=== LESETEXT ===
Im selben Jahr, aus dem der zitierte Brief stammte, entwickelte Weber gemeinsam mit Gauß den ersten elektromagnetischen Telegraphen. (>> Stationen Paulinerkirche und Universitätssternwarte) Die intensive wissenschaftliche Zusammenarbeit zwischen Weber und Gauß, die von einer engen persönlichen Freundschaft begleitet wurde, bedeutete einen Glücksfall sowohl für die Naturwissenschaften als auch für die Göttinger Universität. Gemeinsam legten die beiden Forscher in den 1830er Jahren mit dem absoluten Maßsystem einen Grundstein für die weitere naturwissenschaftliche Entwicklung. Auf dieser Grundlage schufen sie neue Messmethoden und entwarfen neue Messgeräte. Den Göttinger Magnetischen Verein, der durch weltweite Messungen die Erforschung und Analyse des Geomagnetismus vorantreiben sollte, bauten Gauß und Weber zu einer internationalen Organisation aus. (>> Station Universitätssternwarte)
===
▶ [AUFGABENSTELLUNG]: Was entwickelte Weber laut dem Lesetext im selben Jahr, aus dem der zitierte Brief stammte, gemeinsam mit Gauß? Die Auflistung ist hierfür ohne Belang.
=== BEREITGESTELLTES MATERIAL ===
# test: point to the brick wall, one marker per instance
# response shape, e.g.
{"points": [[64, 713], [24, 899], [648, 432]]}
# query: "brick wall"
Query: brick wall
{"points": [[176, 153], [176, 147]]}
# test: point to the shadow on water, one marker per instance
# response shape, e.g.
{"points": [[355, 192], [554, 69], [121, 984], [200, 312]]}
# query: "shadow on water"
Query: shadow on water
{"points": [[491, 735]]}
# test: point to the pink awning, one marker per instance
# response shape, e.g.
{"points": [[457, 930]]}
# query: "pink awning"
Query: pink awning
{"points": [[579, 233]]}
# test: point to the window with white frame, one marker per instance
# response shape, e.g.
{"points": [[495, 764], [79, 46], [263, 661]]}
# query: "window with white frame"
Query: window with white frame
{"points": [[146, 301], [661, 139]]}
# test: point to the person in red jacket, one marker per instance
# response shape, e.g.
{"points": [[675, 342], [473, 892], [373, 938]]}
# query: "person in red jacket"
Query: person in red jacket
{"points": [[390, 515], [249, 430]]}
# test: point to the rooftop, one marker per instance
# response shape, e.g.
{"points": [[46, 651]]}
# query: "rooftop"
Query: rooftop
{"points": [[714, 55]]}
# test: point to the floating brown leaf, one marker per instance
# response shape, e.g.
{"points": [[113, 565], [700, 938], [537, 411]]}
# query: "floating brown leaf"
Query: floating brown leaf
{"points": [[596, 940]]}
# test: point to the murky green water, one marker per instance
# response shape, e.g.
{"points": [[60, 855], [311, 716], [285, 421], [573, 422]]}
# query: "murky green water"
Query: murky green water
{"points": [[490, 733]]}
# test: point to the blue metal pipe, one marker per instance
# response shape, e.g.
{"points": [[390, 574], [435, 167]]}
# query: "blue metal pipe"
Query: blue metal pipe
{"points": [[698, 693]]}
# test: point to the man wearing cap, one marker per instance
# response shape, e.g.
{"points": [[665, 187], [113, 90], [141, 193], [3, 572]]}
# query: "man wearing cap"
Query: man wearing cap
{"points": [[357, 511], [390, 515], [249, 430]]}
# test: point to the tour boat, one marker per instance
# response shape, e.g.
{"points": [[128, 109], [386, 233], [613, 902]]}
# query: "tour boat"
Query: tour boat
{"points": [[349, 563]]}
===
▶ [LÖSUNG]: Den ersten elektromagnetischen Telegraphen.